> **TASK BRIEF**: Down to the last line below, repeat the entries word for word and drop the pictures.

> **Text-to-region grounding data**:

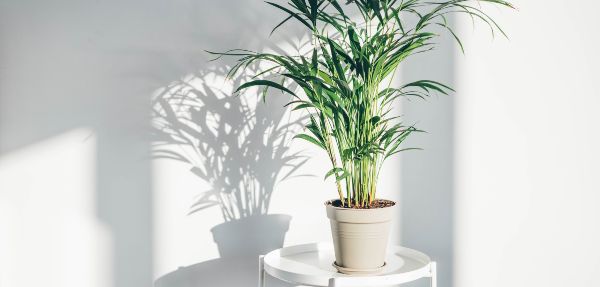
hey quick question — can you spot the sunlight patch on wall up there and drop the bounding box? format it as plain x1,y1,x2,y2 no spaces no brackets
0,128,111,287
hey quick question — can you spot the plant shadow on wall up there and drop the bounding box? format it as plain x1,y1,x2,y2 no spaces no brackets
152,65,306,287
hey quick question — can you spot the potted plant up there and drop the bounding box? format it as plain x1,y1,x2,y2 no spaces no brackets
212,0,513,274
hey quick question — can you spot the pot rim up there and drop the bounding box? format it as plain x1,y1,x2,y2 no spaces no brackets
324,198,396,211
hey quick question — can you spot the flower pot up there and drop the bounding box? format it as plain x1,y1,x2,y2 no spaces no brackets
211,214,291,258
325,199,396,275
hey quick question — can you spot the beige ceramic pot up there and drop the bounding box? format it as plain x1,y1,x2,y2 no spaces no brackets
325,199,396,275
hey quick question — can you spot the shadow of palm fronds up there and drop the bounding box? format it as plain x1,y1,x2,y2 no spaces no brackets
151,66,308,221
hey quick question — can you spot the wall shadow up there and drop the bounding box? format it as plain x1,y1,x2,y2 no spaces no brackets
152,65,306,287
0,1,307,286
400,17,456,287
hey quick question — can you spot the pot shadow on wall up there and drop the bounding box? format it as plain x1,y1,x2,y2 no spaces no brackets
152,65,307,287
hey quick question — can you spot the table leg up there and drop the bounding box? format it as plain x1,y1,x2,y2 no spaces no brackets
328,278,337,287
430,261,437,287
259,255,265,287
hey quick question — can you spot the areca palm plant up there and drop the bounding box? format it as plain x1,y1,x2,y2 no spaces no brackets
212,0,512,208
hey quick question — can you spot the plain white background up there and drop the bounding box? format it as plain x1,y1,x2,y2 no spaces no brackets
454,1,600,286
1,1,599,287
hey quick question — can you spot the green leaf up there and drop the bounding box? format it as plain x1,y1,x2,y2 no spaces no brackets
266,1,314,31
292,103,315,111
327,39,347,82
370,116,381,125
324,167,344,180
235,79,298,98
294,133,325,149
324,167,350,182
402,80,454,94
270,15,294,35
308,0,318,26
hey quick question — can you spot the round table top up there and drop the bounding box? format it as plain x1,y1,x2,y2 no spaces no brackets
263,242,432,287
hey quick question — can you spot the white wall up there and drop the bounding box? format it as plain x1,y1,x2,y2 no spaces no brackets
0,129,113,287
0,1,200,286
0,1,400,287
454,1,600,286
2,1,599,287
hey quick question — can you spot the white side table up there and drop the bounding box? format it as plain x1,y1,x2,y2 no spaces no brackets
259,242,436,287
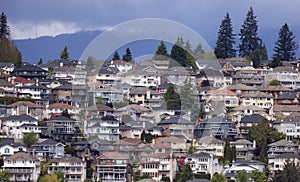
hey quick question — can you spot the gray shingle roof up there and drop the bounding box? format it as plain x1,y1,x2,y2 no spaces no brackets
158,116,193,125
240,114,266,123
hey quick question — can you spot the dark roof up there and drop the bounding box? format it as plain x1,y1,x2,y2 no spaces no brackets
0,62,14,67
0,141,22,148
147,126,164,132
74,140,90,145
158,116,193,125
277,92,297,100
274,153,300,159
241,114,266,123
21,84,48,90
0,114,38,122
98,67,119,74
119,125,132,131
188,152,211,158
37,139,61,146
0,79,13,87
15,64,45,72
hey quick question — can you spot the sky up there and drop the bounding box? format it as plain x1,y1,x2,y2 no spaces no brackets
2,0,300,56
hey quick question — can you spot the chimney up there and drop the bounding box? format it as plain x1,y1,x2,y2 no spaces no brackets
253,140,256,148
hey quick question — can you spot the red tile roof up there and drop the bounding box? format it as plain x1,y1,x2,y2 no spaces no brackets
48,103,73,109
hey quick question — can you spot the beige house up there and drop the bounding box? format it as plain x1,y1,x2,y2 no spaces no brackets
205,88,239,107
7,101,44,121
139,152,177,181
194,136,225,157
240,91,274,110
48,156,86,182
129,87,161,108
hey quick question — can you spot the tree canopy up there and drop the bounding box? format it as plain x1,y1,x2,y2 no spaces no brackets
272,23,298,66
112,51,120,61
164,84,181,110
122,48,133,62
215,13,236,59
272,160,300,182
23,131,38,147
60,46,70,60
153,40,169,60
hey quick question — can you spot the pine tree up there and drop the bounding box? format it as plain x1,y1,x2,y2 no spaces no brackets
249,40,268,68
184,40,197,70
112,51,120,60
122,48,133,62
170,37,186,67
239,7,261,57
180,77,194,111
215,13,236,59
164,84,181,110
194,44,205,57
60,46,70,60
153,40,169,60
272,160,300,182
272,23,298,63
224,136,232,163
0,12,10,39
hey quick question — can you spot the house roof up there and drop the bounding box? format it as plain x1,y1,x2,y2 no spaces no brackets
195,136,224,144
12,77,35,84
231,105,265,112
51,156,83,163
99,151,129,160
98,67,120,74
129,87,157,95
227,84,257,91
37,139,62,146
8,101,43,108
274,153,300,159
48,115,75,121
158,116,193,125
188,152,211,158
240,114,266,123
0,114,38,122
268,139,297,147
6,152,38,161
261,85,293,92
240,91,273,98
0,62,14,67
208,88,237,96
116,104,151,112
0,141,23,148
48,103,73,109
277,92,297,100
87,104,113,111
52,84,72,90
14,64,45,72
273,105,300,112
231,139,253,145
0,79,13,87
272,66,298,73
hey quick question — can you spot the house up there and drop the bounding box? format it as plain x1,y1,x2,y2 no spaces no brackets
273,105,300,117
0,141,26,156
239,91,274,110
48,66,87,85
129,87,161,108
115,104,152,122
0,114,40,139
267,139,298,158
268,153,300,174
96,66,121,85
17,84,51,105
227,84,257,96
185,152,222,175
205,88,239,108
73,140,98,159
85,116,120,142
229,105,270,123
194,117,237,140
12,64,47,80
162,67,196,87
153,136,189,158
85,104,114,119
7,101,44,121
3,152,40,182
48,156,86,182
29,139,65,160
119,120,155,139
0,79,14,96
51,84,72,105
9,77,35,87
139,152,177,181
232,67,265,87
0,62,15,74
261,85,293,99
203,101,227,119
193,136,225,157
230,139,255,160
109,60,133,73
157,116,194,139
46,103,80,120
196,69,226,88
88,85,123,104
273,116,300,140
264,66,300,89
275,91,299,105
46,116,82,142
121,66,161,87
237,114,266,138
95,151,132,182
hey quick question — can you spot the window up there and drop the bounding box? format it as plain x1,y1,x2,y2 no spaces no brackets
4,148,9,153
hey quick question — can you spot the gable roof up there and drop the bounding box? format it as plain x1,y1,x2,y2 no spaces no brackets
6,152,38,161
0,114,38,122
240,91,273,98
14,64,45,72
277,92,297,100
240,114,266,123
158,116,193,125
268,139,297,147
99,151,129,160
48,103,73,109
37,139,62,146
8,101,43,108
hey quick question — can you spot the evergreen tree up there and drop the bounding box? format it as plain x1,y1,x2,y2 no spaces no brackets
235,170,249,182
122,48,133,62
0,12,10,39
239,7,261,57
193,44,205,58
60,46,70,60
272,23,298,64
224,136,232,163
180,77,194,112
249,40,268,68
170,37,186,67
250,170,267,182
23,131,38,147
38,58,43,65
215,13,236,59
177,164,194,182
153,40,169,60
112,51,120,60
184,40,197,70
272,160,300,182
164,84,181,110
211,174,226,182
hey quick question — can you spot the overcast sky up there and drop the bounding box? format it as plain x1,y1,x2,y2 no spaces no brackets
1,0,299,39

> **EXERCISE RESULT**:
hey quick question — can you spot the sunlight patch on wall up there and drop the bounding box? format it as plain x1,y1,x2,y2 no spaces no brackets
0,128,111,287
hey quick question — can you spot the plant shadow on wall up there and drop the bounding box? format it as plain x1,y1,x2,y2 no spaces no brackets
152,65,306,287
hey quick question — can you spot the potted plant up there and drop the bounding box? format it as plain x1,y1,x2,y2 no spaces no brackets
212,0,513,274
hey quick question — can you spot the pot rim up there and drop the bounding box? format it as plain x1,y1,x2,y2 no spaces no brackets
324,198,396,211
hey quick question — can you spot the flower pot up there and drop the bounding box? format it as plain x1,y1,x2,y2 no spaces no brackets
211,214,291,258
325,199,396,275
hey quick question — can you spot the beige ceramic pot up there and drop the bounding box? format it as plain x1,y1,x2,y2 no spaces no brackets
325,199,396,275
hey quick question — can you spot the shadow of palm fronds up there and drop the bounding box? format it as plain x1,y1,x2,y2 no spaces no brackets
151,66,308,221
hey quick question — can you spot the wall shadow up there and drop the bounding box? format it as plain x1,y1,x2,y2 no spaces no brackets
152,65,306,287
0,1,307,286
400,17,456,287
hey quick question — can you spot the pot shadow on wall up there and drop the bounding box? format it as plain x1,y1,x2,y2 no spaces no brackets
152,65,307,287
hey quick question — can you spot the table leg up there and drop the bounding box? format it as plain x1,y1,x2,y2 no spaces no brackets
328,278,337,287
430,261,437,287
259,255,265,287
hey quick question — can you spot the areca palm plant up there and drop the bounding box? format it as plain x1,y1,x2,y2 no spaces no brackets
212,0,512,208
hey quick question — can you spot the plain white background up there and drop the bounding box? format it as plain x1,y1,x2,y2 no spaces no brackets
454,1,600,286
1,1,599,287
hey quick question — can you spot the green leaf up there and drop the bounding box? format it as plain x1,y1,x2,y2 no spaces no brackets
266,1,314,31
292,103,315,111
327,39,347,82
370,116,381,125
324,167,344,180
235,79,298,98
294,133,325,149
324,167,350,182
402,80,454,94
270,15,294,35
308,0,318,26
hey quick question — can you spot the round table top up there and drop the bounding box? format it as plain x1,y1,x2,y2 no spaces no brackets
263,242,432,287
hey quick question — can you spot the white wall up there and drop the bounding box? format it as plain x1,y1,x2,y2 no spaces no brackets
0,129,113,287
0,1,200,286
0,1,400,287
454,1,600,286
2,1,599,287
hey quick question — can you spot the white side table up there and drop the bounding box? format it as plain x1,y1,x2,y2 no spaces no brackets
259,242,436,287
hey quick question — can you spot the gray shingle roof up there and drop the bounding box? format it as plain x1,y1,x2,y2 no spaces no brackets
158,116,193,125
240,114,266,123
hey quick question — can you spot the dark roof up there and drop the bounding box? format it as plain x1,y1,x2,y2 no spaces no brackets
0,62,14,67
0,141,22,148
147,126,164,132
74,140,90,145
158,116,193,125
277,92,297,100
274,153,300,159
241,114,266,123
21,84,48,90
0,114,38,122
98,67,119,74
119,125,132,131
188,152,211,158
37,139,61,146
0,79,13,87
15,64,45,72
hey quick question — can you spot the sky up there and drop the bounding box? format it as plain x1,y1,x2,y2 no spaces no brackets
2,0,300,56
hey quick question — can you spot the chimney up there and drop the bounding box? format it as plain x1,y1,x2,y2 no spaces no brackets
253,140,256,148
hey quick question — can you spot the red tile roof up there and drop the bounding box? format it as plain x1,y1,x2,y2 no spaces no brackets
48,103,73,109
hey quick question — can you spot the beige house up there and drop the bounding box? format it as plain x1,y1,x2,y2 no spaces no brackets
205,88,239,107
7,101,44,121
139,152,177,181
194,136,225,157
240,91,274,110
48,156,86,182
129,87,161,108
hey quick question — can you spot the tree canopy up there and drop the bounding box? format it as plain x1,y1,x2,y2 no spaces no brackets
272,23,298,66
112,51,120,61
164,84,181,110
122,48,133,62
215,13,236,59
272,160,300,182
23,131,38,147
60,46,70,60
153,40,169,60
hey quick question — can you spot the pine tree up there and drop the bounding box? format it as plain x1,y1,x2,y2 no spaces no brackets
249,40,268,68
184,40,197,70
112,51,120,60
122,48,133,62
170,37,186,67
239,7,261,57
180,77,194,111
215,13,236,59
164,84,181,110
194,44,205,57
60,46,70,60
153,40,169,60
272,160,300,182
272,23,298,63
224,136,232,163
0,12,10,39
hey quick question — can you spot the house roof up there and drop the bounding box? format it as plain x1,y1,x2,y2 no spaces no brackets
195,136,224,144
12,77,35,84
231,105,265,112
51,156,83,163
99,151,129,160
98,67,120,74
129,87,157,95
227,84,257,91
37,139,62,146
8,101,43,108
274,153,300,159
48,115,75,121
158,116,193,125
188,152,211,158
240,114,266,123
0,114,38,122
268,139,297,147
6,152,38,161
261,85,293,92
240,91,273,98
0,62,14,67
208,88,237,96
116,104,151,112
0,141,23,148
48,103,73,109
277,92,297,100
87,104,113,111
52,84,72,90
14,64,45,72
273,105,300,112
231,139,253,145
0,79,13,87
272,66,298,73
hey quick question — can you spot the house up there and drop the bounding box? format it as plain x1,y1,x2,y2 no spaces no brackets
273,105,300,117
0,141,26,156
239,91,274,110
48,66,87,85
129,87,161,108
115,104,152,122
0,114,40,139
267,139,298,158
268,153,300,174
96,66,121,85
17,84,51,105
227,84,257,96
185,152,222,175
205,88,239,108
73,140,98,159
85,116,120,142
229,105,270,123
194,117,237,140
12,64,47,80
162,67,196,87
153,136,189,158
85,104,114,119
7,101,44,121
3,152,40,182
48,156,86,182
29,139,65,160
119,120,155,139
0,79,14,96
51,84,72,105
9,77,35,87
139,152,177,181
232,67,265,87
0,62,15,74
261,85,293,99
203,101,227,119
193,136,225,157
230,139,255,160
109,60,133,73
157,116,194,139
46,103,80,120
196,69,226,88
88,85,123,104
273,116,300,140
264,66,300,89
275,91,299,105
46,116,82,142
121,66,161,87
237,114,266,138
95,151,132,182
hey quick question — can you spot the window up there and drop the bounding box? format it as plain x1,y1,x2,y2 no spaces no brackets
4,148,9,153
hey quick question — can you spot the gable roof up there and drop the bounding box? format it as plain x1,y1,x2,y2 no spaces no brackets
6,152,38,161
0,114,38,122
240,91,273,98
14,64,45,72
277,92,297,100
240,114,266,123
158,116,193,125
268,139,297,147
99,151,129,160
48,103,73,109
37,139,62,146
8,101,43,108
hey quick question — can you spot the evergreen tree up there and drop the bounding box? format it as plain x1,y1,x2,y2 no spaces no brackets
235,170,249,182
122,48,133,62
0,12,10,39
239,7,261,57
193,44,205,58
60,46,70,60
272,23,298,64
224,136,232,163
180,77,194,112
249,40,268,68
170,37,186,67
250,170,267,182
23,131,38,147
38,58,43,65
215,13,236,59
177,164,194,182
153,40,169,60
112,51,120,60
184,40,197,70
272,160,300,182
164,84,181,110
211,174,226,182
hey quick question — can you spot the overcast sky up there and drop the bounding box? format it as plain x1,y1,x2,y2 no spaces no brackets
1,0,299,39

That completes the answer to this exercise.